■ Data in this exercise ■
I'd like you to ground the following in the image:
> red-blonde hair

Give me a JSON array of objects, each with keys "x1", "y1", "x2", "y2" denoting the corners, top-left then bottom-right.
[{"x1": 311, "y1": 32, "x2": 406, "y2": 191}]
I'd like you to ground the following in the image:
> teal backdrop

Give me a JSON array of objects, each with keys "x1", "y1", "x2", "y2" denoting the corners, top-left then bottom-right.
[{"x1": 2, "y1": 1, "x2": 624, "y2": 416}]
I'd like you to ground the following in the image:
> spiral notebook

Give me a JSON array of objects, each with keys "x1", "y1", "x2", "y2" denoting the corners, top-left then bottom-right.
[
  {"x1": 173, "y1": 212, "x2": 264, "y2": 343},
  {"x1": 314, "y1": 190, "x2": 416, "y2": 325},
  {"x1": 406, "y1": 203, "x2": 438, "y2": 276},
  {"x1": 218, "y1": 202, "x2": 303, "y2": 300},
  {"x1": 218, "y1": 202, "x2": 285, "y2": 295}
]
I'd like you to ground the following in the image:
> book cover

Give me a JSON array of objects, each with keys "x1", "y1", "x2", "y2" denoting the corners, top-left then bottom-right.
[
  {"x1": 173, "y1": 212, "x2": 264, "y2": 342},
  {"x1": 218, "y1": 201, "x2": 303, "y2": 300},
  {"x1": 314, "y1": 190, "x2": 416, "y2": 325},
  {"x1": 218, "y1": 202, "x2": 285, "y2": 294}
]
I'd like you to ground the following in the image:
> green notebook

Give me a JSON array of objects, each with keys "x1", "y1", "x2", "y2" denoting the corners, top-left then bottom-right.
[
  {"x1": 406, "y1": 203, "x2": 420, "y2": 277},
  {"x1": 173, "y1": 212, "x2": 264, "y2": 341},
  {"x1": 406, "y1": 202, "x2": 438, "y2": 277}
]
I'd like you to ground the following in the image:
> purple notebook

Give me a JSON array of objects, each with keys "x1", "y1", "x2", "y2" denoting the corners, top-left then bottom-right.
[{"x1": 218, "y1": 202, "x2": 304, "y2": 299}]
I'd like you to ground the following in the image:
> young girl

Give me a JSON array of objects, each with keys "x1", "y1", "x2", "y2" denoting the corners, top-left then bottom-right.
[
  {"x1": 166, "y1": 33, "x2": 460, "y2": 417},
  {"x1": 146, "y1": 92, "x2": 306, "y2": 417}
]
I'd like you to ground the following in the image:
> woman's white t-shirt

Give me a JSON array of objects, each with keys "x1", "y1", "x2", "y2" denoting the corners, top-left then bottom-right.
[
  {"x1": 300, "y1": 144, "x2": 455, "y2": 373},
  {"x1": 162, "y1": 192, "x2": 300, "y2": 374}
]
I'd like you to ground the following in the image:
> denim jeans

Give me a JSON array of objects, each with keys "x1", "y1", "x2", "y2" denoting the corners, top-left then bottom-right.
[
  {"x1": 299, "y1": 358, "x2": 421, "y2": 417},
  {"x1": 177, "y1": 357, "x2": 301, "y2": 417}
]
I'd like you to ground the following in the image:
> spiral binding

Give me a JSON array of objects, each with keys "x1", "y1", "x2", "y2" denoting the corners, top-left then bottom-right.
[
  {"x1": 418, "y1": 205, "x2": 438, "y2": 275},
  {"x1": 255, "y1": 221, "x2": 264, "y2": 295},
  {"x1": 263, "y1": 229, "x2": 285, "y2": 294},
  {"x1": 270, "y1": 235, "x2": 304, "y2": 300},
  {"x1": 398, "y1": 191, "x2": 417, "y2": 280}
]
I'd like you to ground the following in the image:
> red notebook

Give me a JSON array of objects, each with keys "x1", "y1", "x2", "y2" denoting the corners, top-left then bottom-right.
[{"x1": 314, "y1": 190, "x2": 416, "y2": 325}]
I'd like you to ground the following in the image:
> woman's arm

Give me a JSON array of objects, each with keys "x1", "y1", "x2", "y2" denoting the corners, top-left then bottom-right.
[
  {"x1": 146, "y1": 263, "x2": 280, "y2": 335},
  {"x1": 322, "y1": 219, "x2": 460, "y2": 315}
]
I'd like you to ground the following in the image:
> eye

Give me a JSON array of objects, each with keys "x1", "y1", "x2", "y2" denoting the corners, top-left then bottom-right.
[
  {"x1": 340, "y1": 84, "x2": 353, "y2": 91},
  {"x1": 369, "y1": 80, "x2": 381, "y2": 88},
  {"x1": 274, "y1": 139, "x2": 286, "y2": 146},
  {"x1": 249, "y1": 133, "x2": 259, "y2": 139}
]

■ Exercise requirements ■
Looking over the records, find each line with the word "notebook" and copy it.

■ Task solution ■
> spiral notebook
> green notebook
> purple notebook
> red notebook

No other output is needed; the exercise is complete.